= STATED GOAL =
Leave out the pictures; transcribe all else exactly.

= LISTED RECORDS =
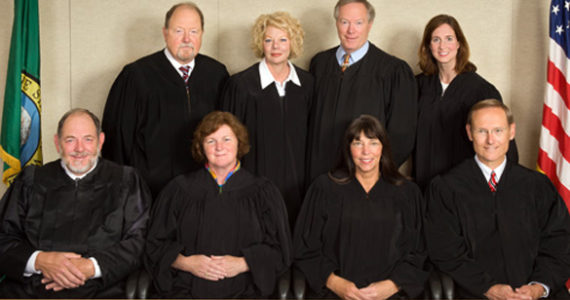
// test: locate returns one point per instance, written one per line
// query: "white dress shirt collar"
(354, 56)
(176, 65)
(266, 78)
(487, 171)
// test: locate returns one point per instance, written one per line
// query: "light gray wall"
(85, 44)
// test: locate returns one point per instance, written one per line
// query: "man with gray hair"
(358, 78)
(157, 101)
(75, 227)
(500, 230)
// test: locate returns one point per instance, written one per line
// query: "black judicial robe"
(103, 215)
(246, 218)
(149, 118)
(361, 237)
(277, 128)
(441, 141)
(379, 84)
(519, 234)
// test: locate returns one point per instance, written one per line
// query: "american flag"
(554, 152)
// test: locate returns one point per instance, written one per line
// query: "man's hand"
(57, 268)
(528, 292)
(343, 288)
(501, 292)
(380, 290)
(232, 265)
(201, 266)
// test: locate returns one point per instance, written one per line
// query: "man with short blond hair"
(357, 78)
(500, 230)
(75, 227)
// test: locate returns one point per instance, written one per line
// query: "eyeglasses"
(497, 132)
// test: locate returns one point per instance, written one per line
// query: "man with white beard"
(75, 227)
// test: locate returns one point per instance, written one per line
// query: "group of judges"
(288, 169)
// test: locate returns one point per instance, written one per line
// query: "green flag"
(20, 142)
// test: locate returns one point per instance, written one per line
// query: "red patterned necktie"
(185, 70)
(345, 62)
(493, 182)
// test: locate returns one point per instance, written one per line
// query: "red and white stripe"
(554, 152)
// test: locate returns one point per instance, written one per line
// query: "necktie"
(345, 62)
(185, 70)
(493, 182)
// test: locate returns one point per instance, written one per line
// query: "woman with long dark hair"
(359, 233)
(447, 88)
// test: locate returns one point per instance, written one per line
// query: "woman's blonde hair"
(282, 21)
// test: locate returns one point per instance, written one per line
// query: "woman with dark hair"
(447, 88)
(272, 98)
(219, 232)
(359, 233)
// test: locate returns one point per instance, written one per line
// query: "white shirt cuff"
(546, 288)
(30, 266)
(97, 268)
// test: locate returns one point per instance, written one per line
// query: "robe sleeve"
(447, 247)
(401, 112)
(163, 246)
(15, 249)
(273, 256)
(552, 264)
(124, 257)
(308, 239)
(120, 118)
(409, 273)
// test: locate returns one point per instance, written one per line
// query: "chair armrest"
(298, 284)
(448, 286)
(143, 284)
(131, 285)
(283, 284)
(435, 285)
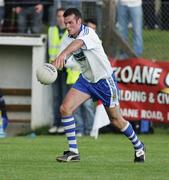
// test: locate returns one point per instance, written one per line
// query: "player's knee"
(64, 110)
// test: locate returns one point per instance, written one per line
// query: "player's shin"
(130, 133)
(69, 127)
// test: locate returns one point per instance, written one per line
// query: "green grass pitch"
(109, 157)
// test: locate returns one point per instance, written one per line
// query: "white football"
(47, 73)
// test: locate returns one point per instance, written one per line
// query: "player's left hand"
(59, 61)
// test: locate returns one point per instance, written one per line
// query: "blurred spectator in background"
(55, 35)
(2, 13)
(131, 11)
(29, 16)
(150, 19)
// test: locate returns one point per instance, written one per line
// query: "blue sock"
(69, 127)
(129, 132)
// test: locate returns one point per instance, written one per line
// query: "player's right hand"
(59, 61)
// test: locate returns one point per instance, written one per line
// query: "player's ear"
(79, 21)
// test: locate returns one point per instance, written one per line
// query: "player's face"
(73, 24)
(60, 18)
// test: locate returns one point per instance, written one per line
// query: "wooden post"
(110, 37)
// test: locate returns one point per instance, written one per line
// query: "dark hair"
(60, 9)
(90, 20)
(71, 11)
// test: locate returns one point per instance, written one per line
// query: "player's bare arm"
(72, 47)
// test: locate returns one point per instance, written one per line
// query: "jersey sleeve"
(89, 37)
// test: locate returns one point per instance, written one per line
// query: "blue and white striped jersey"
(94, 63)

= EXERCISE ANSWER =
// test: locate returns one point per instance, written one per line
// query: "white dress shirt collar"
(354, 56)
(176, 65)
(266, 78)
(487, 171)
// test: locate returns one point per instance, written one per line
// query: "light gray wall"
(85, 44)
// test: locate returns one point per instance, written one per line
// query: "man with gray hair"
(358, 78)
(157, 101)
(75, 227)
(500, 230)
// test: locate returns one point per instance, written one per line
// query: "black judicial robe"
(103, 215)
(246, 218)
(149, 118)
(361, 237)
(277, 128)
(441, 141)
(379, 84)
(519, 234)
// test: locate returns one point per instance, written one per line
// query: "american flag"
(554, 152)
// test: locate returns one point per instance, written one per line
// query: "man's hand"
(57, 268)
(528, 292)
(343, 288)
(501, 292)
(380, 290)
(232, 265)
(201, 266)
// test: locate returns one point per instance, written one per line
// query: "man with short blond hair"
(357, 78)
(500, 230)
(75, 227)
// test: locate returns one point per instance, written one per line
// query: "eyeglasses"
(497, 132)
// test: locate returns one point per instance, written one per line
// query: "man with white beard"
(75, 227)
// test: locate returns one point per instance, written one per line
// query: "group of judges"
(288, 169)
// test: locate returns one point per instance, written one per line
// query: "green flag"
(20, 142)
// test: locate returns one point per instance, written one per line
// query: "red patterned necktie"
(185, 70)
(345, 62)
(493, 182)
// test: locate returns one point per instance, written one per line
// query: "red and white stripe"
(554, 152)
// test: locate returns one point per instance, written one per line
// query: "necktie"
(345, 62)
(185, 70)
(493, 182)
// test: locate returns one point per instance, written one per line
// query: "woman with long dark hair"
(359, 233)
(447, 88)
// test: locate returns one point per instance, written one per line
// query: "woman's blonde hair"
(282, 21)
// test: locate returns one point per instance, written one per line
// query: "woman with dark hair"
(447, 88)
(272, 98)
(219, 232)
(359, 233)
// test: locate returns one point per instance, written one per line
// query: "white shirt cuff"
(546, 288)
(30, 266)
(97, 268)
// test: locate returns one point per instance, written one per line
// query: "robe sleeve"
(447, 247)
(401, 112)
(163, 246)
(15, 249)
(273, 256)
(552, 264)
(124, 257)
(308, 239)
(120, 118)
(409, 273)
// test: locate returns one point per instance, written one per line
// query: "chair armrest"
(298, 284)
(448, 286)
(143, 284)
(131, 285)
(283, 284)
(435, 285)
// test: locate returns one point per instance, written one per line
// query: "player's knee"
(64, 110)
// test: locate returns one point per instance, written one per line
// query: "player's shin"
(130, 133)
(69, 127)
// test: locate returns one point per instance, written one per line
// query: "green grass pitch"
(109, 157)
// test: locate returns one point per instance, written one per line
// query: "white football"
(47, 73)
// test: locate returns one point per instance, written one per line
// query: "player's left hand"
(59, 61)
// test: locate returns one point per instance, written one per line
// query: "blurred spectator in background"
(55, 35)
(2, 13)
(131, 11)
(29, 16)
(150, 19)
// test: locate returns one point per instance, written one per line
// query: "blue sock"
(69, 127)
(129, 132)
// test: locate returns one point per instance, written one per line
// query: "player's right hand"
(59, 61)
// test: locate returns one point per instance, written one per line
// query: "player's ear"
(79, 21)
// test: locate returns one point per instance, written one per line
// query: "player's face"
(73, 24)
(60, 18)
// test: locate returns one point per instance, written one per line
// query: "wooden post"
(110, 37)
// test: locate returns one point per instance, written one per line
// query: "dark hair"
(60, 9)
(90, 20)
(71, 11)
// test: locate returns one point per instance, written one per line
// query: "player's bare arm"
(72, 47)
// test: locate returns one point per instance, written one per line
// query: "jersey sleeve"
(89, 37)
// test: locate returns one point per instance, written one per line
// query: "blue and white striped jersey"
(94, 63)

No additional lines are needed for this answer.